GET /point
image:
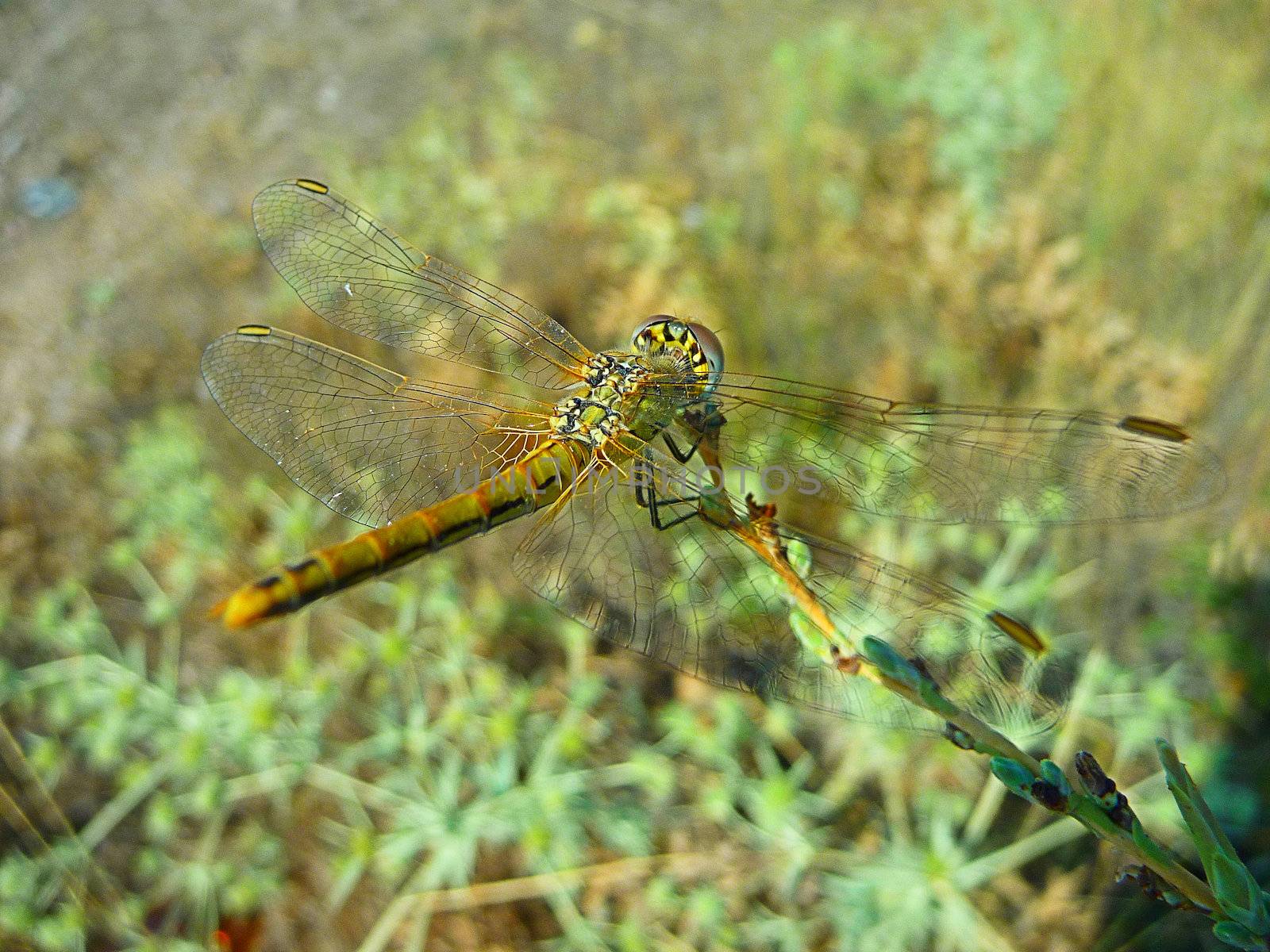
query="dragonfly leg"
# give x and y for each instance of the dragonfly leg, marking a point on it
(683, 455)
(645, 497)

= = = = =

#### [What you need to do]
Please repeat all of the data exactly as it stands, leaving the pictures out.

#### [Final answer]
GET /point
image:
query="dragonfly leg"
# give x and y for each instance of the dragonfly leg, marking a point on it
(683, 455)
(645, 497)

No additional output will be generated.